Présentée par: R. P. C. W. M. Brandsma (représenté par un conseil,
M. M. W. C. Feteris)
Au nom de: L'auteur
État partie: Pays-Bas
Date de la communication: 30 octobre 2000 (date de la lettre
initiale)
Le Comité des droits de l'homme, institué en vertu de l'article
28 du Pacte international relatif aux droits civils et politiques,
Réuni le 1er avril 2004,
Ayant achevé l'examen de la communication no 977/2001 présentée
au Comité des droits de l'homme au nom de R. P. C. W. M. Brandsma en
vertu du Protocole facultatif se rapportant au Pacte international relatif
aux droits civils et politiques,
Ayant tenu compte de toutes les informations écrites qui lui
ont été communiquées par l'auteur de la communication et l'État partie,
Adopte ce qui suit:
DÉCISION CONCERNANT LA RECEVABILITÉ
1. L'auteur de la communication est R. P. C. W. M. Brandsma, de nationalité
néerlandaise, né le 14 octobre 1961. Il se déclare victime de la violation
par les Pays-Bas de l'article 26 du Pacte international relatif aux droits
civils et politiques. Il est représenté par un conseil.
Rappel des faits présentés par l'auteur
2.1 L'auteur est fonctionnaire au Ministère des finances et à l'Université
de Leiden. En 1998, il a perçu une rémunération supplémentaire de 9
166 florins au titre des congés payés, laquelle est venue s'ajouter
à son traitement normal durant les congés, qui s'est élevé à 11 894
florins. Les sommes perçues au titre des congés payés ont été soumises
dans leur intégralité à l'impôt sur le revenu, conformément aux lois
et règlements néerlandais.

* Consignes *
**1.** D'après la décision du Comité, pourquoi les sommes que l'auteur a perçues au titre des congés payés ont-elles été imposées dans leur intégralité ? Répondez en une à trois phrases.
**2.** Répondez à ces questions sur la décision du Comité :
(a) Quelle est la date de la lettre initiale de la communication ?
(b) De la violation de quel article du Pacte l'auteur se déclare-t-il victime ?
(c) À combien s'est élevé son traitement normal durant les congés ?
**3.** Rédigez la suite de la décision du Comité des droits de l'homme, en reprenant l'exposé des faits après sa dernière phrase.
Les données qui suivent n'ont aucun lien avec la décision du Comité.

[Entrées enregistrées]

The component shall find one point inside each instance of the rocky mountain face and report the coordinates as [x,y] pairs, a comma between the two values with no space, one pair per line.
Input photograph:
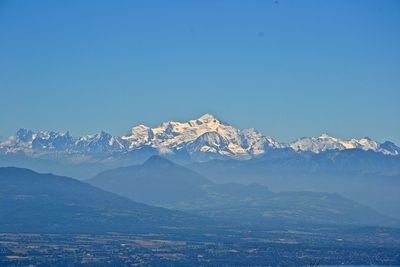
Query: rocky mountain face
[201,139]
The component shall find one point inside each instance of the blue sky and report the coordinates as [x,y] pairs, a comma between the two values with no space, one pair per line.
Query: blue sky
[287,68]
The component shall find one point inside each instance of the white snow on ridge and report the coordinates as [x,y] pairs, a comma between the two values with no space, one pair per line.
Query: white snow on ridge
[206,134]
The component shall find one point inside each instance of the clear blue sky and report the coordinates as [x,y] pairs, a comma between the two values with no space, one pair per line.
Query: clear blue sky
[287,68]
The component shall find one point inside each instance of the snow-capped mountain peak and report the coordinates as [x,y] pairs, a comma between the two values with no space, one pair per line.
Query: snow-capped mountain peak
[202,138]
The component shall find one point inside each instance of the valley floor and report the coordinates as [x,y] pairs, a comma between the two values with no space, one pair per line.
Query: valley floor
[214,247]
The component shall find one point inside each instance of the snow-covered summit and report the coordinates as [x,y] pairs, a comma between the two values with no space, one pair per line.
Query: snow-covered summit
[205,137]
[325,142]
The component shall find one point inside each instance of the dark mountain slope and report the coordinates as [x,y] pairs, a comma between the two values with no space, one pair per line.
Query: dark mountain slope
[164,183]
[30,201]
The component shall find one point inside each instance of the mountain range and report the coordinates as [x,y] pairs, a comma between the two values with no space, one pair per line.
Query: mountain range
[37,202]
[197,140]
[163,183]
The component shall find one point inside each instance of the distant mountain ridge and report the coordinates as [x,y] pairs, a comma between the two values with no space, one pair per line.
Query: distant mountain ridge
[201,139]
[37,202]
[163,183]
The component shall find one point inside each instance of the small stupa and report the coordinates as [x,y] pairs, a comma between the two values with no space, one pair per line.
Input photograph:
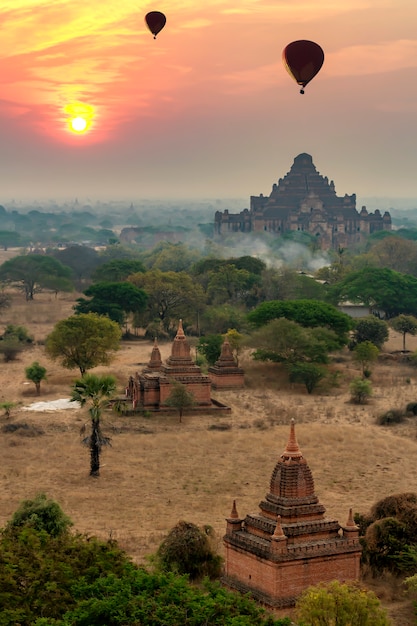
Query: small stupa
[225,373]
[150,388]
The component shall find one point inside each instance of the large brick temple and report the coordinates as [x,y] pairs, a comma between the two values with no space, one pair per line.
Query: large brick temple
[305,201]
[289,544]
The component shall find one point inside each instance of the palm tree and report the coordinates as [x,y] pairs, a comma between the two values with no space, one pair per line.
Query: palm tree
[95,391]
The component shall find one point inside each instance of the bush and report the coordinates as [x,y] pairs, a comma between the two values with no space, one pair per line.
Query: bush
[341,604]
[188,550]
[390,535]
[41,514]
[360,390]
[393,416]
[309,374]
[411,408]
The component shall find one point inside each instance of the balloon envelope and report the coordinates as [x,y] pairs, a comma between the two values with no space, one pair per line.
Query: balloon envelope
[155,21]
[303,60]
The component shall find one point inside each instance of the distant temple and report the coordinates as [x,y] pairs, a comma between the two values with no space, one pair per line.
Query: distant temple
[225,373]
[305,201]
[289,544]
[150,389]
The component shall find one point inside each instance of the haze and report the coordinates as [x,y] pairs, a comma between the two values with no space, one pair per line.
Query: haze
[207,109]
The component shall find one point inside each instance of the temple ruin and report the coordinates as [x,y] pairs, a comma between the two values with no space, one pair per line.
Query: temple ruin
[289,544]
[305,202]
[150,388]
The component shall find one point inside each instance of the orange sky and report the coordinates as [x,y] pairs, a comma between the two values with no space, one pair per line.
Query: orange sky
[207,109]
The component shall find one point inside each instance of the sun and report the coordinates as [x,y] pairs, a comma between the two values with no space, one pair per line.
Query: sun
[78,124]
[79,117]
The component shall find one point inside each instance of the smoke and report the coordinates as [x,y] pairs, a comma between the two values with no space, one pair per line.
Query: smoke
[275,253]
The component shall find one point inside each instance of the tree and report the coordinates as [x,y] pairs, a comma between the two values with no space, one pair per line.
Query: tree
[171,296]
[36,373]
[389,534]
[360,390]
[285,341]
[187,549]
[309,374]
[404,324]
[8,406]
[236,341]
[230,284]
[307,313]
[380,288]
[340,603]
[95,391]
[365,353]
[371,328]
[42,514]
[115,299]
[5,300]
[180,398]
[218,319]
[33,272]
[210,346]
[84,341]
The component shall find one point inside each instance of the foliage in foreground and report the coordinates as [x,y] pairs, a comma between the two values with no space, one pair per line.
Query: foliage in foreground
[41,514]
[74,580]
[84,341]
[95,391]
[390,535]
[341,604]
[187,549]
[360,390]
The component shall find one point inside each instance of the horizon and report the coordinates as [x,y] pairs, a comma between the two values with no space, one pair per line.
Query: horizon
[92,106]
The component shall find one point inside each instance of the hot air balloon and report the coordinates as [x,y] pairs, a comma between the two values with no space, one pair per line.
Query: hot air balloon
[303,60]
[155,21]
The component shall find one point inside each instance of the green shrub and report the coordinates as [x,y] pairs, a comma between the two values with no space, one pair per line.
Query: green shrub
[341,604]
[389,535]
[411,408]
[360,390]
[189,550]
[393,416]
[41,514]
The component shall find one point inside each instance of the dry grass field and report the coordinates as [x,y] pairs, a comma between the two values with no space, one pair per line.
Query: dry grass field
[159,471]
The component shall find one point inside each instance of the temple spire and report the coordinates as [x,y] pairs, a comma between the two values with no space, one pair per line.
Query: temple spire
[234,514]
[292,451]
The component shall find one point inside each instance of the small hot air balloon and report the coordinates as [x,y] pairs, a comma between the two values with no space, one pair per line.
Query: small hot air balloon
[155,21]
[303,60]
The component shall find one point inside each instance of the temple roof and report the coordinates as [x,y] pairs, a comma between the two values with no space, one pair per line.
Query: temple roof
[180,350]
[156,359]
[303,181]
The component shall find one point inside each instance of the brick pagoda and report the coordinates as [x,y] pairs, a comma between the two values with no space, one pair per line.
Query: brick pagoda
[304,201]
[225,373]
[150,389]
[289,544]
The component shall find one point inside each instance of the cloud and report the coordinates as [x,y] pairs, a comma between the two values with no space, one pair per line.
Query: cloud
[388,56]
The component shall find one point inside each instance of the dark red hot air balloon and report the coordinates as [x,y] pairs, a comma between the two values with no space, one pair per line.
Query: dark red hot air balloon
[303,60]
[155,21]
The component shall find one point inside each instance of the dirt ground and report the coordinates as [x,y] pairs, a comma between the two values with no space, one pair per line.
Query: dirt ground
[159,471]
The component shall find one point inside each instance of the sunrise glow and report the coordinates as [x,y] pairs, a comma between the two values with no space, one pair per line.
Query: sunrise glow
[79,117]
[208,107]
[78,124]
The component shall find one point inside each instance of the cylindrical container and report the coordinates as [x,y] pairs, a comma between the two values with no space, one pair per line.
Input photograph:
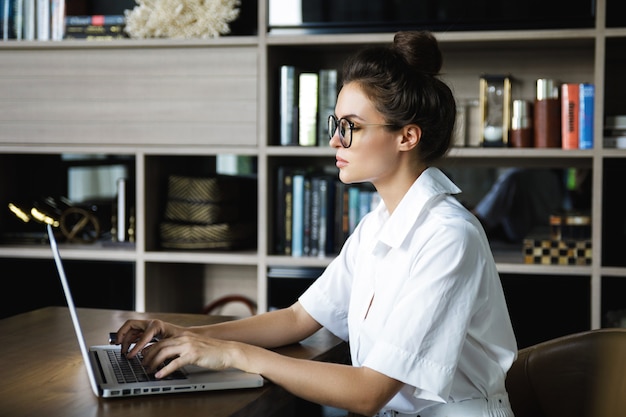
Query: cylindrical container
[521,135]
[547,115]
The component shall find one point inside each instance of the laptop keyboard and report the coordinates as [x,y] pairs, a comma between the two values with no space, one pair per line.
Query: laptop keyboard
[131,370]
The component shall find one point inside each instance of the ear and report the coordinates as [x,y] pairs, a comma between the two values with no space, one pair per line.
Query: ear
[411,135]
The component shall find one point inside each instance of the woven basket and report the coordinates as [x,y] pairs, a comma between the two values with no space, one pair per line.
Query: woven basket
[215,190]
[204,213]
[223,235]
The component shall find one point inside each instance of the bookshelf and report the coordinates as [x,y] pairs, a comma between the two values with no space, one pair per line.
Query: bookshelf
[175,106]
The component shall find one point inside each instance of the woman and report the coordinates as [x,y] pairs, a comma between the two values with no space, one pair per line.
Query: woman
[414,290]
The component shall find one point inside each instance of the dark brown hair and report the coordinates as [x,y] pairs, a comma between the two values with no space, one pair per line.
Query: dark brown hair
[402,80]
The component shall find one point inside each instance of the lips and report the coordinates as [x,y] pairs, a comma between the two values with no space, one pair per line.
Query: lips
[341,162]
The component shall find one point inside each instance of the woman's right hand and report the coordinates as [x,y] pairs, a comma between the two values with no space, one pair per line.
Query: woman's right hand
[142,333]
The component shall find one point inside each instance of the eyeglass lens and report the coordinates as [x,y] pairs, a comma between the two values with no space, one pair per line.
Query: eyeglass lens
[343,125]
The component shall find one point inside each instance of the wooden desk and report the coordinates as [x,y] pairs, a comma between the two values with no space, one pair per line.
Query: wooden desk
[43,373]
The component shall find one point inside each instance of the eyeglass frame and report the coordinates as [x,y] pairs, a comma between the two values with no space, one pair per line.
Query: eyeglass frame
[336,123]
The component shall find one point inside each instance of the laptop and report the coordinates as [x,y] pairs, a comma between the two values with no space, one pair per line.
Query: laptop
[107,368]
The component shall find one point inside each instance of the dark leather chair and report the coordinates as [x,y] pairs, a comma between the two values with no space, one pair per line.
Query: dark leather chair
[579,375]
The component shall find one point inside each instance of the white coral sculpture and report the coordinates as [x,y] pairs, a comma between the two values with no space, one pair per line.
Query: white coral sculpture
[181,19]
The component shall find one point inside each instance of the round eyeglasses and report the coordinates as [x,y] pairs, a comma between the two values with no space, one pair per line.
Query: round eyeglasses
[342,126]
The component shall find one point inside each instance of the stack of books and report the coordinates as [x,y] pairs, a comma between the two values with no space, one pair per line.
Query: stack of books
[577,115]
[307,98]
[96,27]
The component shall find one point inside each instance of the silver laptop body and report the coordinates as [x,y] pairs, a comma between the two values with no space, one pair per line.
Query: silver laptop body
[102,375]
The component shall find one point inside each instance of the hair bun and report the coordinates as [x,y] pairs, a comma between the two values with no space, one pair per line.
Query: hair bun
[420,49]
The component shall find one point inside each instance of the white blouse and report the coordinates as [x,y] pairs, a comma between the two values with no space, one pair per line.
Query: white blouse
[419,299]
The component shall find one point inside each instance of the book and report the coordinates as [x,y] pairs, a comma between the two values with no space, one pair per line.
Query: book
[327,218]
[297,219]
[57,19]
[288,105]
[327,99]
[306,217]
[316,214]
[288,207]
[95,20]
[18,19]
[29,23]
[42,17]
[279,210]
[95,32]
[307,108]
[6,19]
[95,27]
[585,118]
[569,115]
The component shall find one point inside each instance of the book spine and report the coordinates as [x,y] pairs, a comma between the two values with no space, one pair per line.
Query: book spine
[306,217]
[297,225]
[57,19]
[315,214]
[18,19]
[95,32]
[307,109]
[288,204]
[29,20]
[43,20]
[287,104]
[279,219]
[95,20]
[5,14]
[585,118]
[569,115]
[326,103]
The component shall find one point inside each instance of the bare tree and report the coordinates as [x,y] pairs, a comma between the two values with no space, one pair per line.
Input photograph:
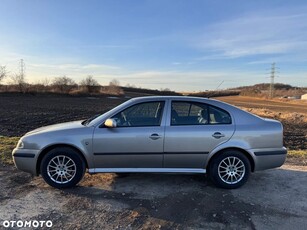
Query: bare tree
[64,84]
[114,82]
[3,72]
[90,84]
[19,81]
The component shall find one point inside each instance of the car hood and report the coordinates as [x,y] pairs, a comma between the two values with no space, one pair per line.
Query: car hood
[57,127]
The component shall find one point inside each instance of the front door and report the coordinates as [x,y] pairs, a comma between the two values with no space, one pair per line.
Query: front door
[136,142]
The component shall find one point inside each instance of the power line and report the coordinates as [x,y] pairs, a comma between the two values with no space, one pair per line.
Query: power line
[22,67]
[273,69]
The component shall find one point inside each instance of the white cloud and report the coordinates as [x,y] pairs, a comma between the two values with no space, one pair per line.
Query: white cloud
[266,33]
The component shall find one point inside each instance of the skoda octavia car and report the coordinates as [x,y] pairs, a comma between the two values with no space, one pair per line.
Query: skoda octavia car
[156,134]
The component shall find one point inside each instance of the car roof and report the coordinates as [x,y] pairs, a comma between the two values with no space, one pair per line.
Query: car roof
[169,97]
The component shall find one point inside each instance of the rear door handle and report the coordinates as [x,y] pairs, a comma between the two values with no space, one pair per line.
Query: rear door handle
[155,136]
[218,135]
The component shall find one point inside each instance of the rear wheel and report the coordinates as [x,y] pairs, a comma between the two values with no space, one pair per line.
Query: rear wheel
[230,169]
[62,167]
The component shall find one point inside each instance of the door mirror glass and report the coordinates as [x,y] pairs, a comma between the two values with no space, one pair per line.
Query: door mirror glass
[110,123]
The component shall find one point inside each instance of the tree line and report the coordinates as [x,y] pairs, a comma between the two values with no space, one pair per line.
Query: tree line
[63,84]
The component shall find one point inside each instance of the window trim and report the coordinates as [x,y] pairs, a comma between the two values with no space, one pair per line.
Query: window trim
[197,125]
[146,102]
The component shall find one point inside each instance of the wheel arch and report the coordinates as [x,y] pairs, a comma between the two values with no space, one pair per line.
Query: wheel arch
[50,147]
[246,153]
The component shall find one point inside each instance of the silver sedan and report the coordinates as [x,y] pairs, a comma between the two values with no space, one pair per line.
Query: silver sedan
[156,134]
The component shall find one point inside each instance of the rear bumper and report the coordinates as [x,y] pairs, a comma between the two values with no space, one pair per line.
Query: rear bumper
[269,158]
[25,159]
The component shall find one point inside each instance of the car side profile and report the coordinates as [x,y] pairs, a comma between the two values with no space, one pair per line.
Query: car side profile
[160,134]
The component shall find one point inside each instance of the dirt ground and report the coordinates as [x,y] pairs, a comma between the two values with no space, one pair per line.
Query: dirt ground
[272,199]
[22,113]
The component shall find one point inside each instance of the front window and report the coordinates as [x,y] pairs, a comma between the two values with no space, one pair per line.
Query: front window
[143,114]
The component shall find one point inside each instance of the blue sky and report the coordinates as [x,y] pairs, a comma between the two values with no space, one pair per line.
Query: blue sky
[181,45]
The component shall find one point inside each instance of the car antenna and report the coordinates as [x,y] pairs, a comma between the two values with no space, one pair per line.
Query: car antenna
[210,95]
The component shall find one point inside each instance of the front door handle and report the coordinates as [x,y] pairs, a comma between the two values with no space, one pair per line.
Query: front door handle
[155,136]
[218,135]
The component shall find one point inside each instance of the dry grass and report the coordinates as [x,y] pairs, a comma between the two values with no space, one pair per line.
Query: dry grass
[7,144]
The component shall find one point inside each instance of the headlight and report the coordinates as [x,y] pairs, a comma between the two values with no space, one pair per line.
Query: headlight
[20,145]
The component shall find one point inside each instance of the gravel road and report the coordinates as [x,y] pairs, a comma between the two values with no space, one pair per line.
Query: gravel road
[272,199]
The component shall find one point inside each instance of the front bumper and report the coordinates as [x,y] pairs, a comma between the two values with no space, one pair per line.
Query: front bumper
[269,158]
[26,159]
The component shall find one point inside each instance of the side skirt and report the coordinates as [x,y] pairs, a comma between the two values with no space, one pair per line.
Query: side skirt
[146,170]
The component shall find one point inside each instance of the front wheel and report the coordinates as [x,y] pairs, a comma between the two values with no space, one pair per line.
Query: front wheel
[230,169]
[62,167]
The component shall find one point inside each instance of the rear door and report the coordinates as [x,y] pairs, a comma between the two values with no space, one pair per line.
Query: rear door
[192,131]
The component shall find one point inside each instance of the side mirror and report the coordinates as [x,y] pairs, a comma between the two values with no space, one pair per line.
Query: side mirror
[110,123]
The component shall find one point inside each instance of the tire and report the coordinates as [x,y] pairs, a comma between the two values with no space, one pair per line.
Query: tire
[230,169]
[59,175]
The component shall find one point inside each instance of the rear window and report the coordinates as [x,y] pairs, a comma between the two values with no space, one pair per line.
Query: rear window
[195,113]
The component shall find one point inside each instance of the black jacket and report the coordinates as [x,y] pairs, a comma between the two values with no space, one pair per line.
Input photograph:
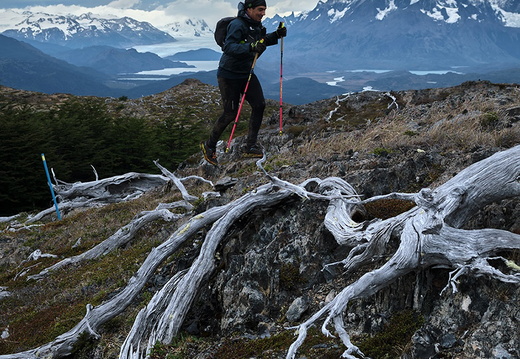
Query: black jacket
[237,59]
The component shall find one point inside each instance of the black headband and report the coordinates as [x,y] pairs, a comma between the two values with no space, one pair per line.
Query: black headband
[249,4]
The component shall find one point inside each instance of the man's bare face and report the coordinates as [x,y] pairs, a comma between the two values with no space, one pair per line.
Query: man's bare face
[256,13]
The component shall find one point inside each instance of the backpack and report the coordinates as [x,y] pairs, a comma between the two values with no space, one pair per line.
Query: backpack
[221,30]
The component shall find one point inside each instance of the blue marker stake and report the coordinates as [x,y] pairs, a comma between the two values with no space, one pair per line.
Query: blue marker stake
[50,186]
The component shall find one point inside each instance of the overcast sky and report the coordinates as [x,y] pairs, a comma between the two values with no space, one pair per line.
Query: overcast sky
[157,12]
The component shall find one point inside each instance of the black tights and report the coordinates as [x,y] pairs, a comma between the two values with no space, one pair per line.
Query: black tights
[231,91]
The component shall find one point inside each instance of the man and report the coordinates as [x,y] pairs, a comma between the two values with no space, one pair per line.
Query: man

* Réponses *
**1.** Ces sommes ont été entièrement soumises à l'impôt sur le revenu conformément aux lois et règlements néerlandais.

**2.**
(a) Le 30 octobre 2000.
(b) De l'article 26.
(c) À 11 894 florins.

**3.**
2.2 L'auteur précise que, comme lui, la plupart des salariés néerlandais
reçoivent leurs rémunérations de congés payés directement de leur employeur.
Toutefois, dans certains secteurs d'activité, en particulier dans le
secteur du bâtiment, les salariés reçoivent des bons vacances. Il s'agit
de titres qui peuvent être encaissés, au moment des congés, auprès d'une
fondation qui est financée par les contributions des employeurs. La
somme correspondant à ces bons est imposée en même temps que le salaire
mensuel ou hebdomadaire, alors que les salariés ne les encaissent qu'à
une date ultérieure.
2.3 Avant la réforme fiscale de 1990, s'il y avait eu une modification
technique dans le calcul de l'impôt sur les traitements et salaires,
les bons vacances auraient été imposés à un taux plus élevé que les
rémunérations normales versées au titre des congés payés. Afin de compenser
ce désavantage, les bons vacances n'étaient imposés qu'à hauteur d'un
certain pourcentage de leur valeur normale (75 % en 1950, 50 % en 1953
et 60 % en 1969). L'auteur précise que ce système a été critiqué par
des fiscalistes, qui ont fait valoir que la sous-évaluation des bons
tendait à privilégier les salariés qui percevaient leur rémunération
de congés payés sous cette forme.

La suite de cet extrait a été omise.